● What you will do
The entries below are to be written out again without alteration.

● Input data
- - -

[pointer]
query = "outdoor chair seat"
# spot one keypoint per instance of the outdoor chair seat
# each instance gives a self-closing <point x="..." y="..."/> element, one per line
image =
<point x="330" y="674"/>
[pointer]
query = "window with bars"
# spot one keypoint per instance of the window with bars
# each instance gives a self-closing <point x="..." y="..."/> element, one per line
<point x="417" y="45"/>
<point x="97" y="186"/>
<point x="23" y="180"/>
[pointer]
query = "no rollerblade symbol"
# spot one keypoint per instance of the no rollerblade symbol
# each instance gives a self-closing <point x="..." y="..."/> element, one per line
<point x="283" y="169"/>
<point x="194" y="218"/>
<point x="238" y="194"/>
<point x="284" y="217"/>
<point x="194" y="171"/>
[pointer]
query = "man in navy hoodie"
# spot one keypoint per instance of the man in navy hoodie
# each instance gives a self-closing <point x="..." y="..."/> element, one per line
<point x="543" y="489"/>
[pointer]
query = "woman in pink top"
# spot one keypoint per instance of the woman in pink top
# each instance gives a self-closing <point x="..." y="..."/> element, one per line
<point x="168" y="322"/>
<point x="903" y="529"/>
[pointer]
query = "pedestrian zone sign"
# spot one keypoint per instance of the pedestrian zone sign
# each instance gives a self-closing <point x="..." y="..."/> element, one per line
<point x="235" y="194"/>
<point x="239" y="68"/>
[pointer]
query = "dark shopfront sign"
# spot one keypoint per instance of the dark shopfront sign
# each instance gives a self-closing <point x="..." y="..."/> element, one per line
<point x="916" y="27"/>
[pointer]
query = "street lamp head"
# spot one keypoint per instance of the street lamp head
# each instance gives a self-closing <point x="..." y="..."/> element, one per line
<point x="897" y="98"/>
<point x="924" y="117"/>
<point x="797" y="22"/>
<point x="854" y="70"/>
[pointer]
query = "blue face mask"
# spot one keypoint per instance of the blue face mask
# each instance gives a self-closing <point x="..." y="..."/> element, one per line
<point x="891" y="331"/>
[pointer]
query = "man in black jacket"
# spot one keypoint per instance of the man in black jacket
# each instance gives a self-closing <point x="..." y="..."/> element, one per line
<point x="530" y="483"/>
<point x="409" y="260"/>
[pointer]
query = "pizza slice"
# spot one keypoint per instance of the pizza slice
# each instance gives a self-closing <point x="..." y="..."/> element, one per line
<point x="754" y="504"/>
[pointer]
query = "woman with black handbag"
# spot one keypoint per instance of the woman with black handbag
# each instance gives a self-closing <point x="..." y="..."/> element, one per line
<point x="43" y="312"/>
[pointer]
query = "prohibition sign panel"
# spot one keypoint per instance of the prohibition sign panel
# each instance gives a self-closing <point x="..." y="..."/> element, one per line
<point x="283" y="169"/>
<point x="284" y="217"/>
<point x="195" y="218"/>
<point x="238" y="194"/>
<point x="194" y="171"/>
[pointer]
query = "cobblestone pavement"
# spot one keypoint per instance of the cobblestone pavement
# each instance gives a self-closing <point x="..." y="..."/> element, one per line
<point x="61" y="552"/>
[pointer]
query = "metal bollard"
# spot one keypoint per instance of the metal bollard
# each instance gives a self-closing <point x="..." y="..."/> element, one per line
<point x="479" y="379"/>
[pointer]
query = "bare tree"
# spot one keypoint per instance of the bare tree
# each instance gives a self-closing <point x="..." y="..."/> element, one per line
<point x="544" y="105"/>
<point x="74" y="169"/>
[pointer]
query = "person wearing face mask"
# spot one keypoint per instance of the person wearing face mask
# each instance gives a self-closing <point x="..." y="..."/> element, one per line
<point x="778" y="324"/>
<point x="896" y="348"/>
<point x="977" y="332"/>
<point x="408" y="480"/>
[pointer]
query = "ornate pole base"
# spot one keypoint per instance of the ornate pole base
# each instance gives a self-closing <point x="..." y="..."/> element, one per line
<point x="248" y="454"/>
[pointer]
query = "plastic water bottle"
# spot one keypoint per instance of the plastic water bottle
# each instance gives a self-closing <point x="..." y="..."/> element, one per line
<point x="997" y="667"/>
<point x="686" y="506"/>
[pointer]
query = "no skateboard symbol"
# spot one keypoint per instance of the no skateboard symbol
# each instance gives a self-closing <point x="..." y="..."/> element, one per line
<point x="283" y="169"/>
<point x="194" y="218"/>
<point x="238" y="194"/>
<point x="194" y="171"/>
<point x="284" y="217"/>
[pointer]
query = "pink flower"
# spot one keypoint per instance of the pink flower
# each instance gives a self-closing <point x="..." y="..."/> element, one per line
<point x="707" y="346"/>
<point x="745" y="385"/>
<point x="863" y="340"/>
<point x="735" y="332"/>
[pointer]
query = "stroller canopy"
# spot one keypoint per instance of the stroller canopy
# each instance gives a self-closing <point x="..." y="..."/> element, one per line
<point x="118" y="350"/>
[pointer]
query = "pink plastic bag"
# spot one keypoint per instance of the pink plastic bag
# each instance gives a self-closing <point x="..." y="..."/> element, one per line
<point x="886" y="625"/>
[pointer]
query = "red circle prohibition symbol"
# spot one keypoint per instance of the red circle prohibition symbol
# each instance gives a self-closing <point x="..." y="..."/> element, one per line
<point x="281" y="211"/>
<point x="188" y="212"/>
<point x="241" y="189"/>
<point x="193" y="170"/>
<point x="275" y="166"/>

- - -

● Task answer
[pointer]
query = "outdoor chair seat"
# spot one keypoint per instance of the outdoor chair seat
# each instance gives a self-closing <point x="..." y="..."/> element, one per line
image =
<point x="330" y="674"/>
[pointer]
query = "window with bars"
# spot one keypoint per instance of the window with bars
# each instance gives a self-closing <point x="..." y="..."/> element, one per line
<point x="417" y="45"/>
<point x="97" y="186"/>
<point x="23" y="180"/>
[pointer]
query = "no rollerblade symbol"
# spot one keypoint per instance of the no rollerblade symbol
# each instance gives a self-closing <point x="..." y="..."/> element, one per line
<point x="283" y="169"/>
<point x="194" y="218"/>
<point x="238" y="194"/>
<point x="284" y="217"/>
<point x="194" y="171"/>
[pointer]
query = "man in navy hoodie"
# spot one keypoint per instance of the man in navy hoodie
# each instance gives a self-closing <point x="..." y="..."/> element, one per line
<point x="543" y="489"/>
[pointer]
query = "woman in pink top"
# spot one keypoint per instance of the woman in pink top
# each instance gives a self-closing <point x="..." y="..."/> element, one per line
<point x="168" y="322"/>
<point x="903" y="529"/>
[pointer]
query = "pedestrian zone sign"
# spot one keypoint per instance of the pedestrian zone sign
# each instance gives a self-closing <point x="..." y="..."/> element, one per line
<point x="235" y="194"/>
<point x="239" y="68"/>
[pointer]
query = "dark shopfront sign"
# spot one keypoint per instance of the dark shopfront sign
# each instance gives a self-closing <point x="..." y="..."/> element, one per line
<point x="916" y="27"/>
[pointer]
query = "street lamp head"
# spot one keypoint per instance of the street lamp head
# each instance gives a self-closing <point x="..." y="..."/> element, one per line
<point x="897" y="98"/>
<point x="924" y="117"/>
<point x="797" y="22"/>
<point x="854" y="70"/>
[pointer]
query = "blue face mask"
# spot one keypoint per instance of the blue face mask
# each instance gives a self-closing <point x="..." y="..."/> element, one per line
<point x="891" y="331"/>
[pointer]
query = "man in black jacket"
# spot one keypoint per instance of the man in black jacket
# each instance gives a self-closing <point x="..." y="..."/> element, one per line
<point x="530" y="483"/>
<point x="409" y="260"/>
[pointer]
query = "pizza slice"
# spot one keypoint per instance of the pizza slice
# each instance gives a self-closing <point x="..." y="..."/> element, one per line
<point x="754" y="504"/>
[pointer]
query = "woman with black handbag"
# spot one keypoint per instance of the woman with black handbag
# each instance gives a self-closing <point x="..." y="..."/> element, one per line
<point x="43" y="312"/>
[pointer]
query = "prohibition sign panel"
# spot one keypoint per instance of the prohibition sign panel
# each instance gives a self-closing <point x="..." y="..."/> element, one per line
<point x="283" y="169"/>
<point x="284" y="217"/>
<point x="195" y="218"/>
<point x="238" y="194"/>
<point x="194" y="171"/>
[pointer]
query = "cobblestone pavement"
# spot one keypoint per instance of the cobblestone pavement
# each instance gives a self-closing <point x="..." y="..."/> element, one per line
<point x="61" y="552"/>
[pointer]
query = "metal bollard"
# spot one keypoint per instance of the metal bollard
# each instance gives a self-closing <point x="..." y="..."/> element, one per line
<point x="479" y="379"/>
[pointer]
query = "bare tree"
# spot one keypoint per instance of the bare tree
# each instance gives a self-closing <point x="..." y="..."/> element, one per line
<point x="544" y="105"/>
<point x="74" y="169"/>
[pointer]
query = "person wearing face mask"
# spot one keypoint per instance of the person wearing face mask
# each instance gives a self-closing <point x="..." y="..."/> element, one per line
<point x="778" y="324"/>
<point x="896" y="348"/>
<point x="977" y="332"/>
<point x="408" y="480"/>
[pointer]
query = "ornate pole base"
# spot one keypoint per instance of the ornate pole base
# each instance gives a self-closing <point x="..." y="..."/> element, one per line
<point x="248" y="454"/>
[pointer]
query = "plastic water bottle"
# spot one keypoint per instance of the plastic water bottle
# each instance gives a self-closing <point x="..." y="..."/> element, one per line
<point x="997" y="667"/>
<point x="686" y="506"/>
[pointer]
query = "no skateboard symbol"
# spot one keypoint per instance of the no skateboard symbol
# each instance gives a self-closing <point x="..." y="..."/> element, one per line
<point x="283" y="169"/>
<point x="194" y="218"/>
<point x="238" y="194"/>
<point x="194" y="171"/>
<point x="284" y="217"/>
[pointer]
query = "pink flower"
# spot one keypoint per instance of the pink flower
# each instance gives a self-closing <point x="..." y="..."/> element, one per line
<point x="707" y="346"/>
<point x="745" y="385"/>
<point x="863" y="340"/>
<point x="735" y="332"/>
[pointer]
query = "stroller canopy"
# spot one keypoint per instance of the stroller canopy
# each instance gives a self-closing <point x="..." y="..."/> element, one per line
<point x="118" y="350"/>
[pointer]
query = "pink plastic bag"
# spot one keypoint per instance of the pink plastic bag
# each instance gives a self-closing <point x="..." y="..."/> element, one per line
<point x="886" y="625"/>
[pointer]
query = "red circle prohibition symbol"
# spot one keypoint per instance of the red circle prohibition symbol
# each instance gives a self-closing <point x="..." y="..."/> element, one per line
<point x="281" y="211"/>
<point x="188" y="212"/>
<point x="241" y="189"/>
<point x="193" y="170"/>
<point x="275" y="166"/>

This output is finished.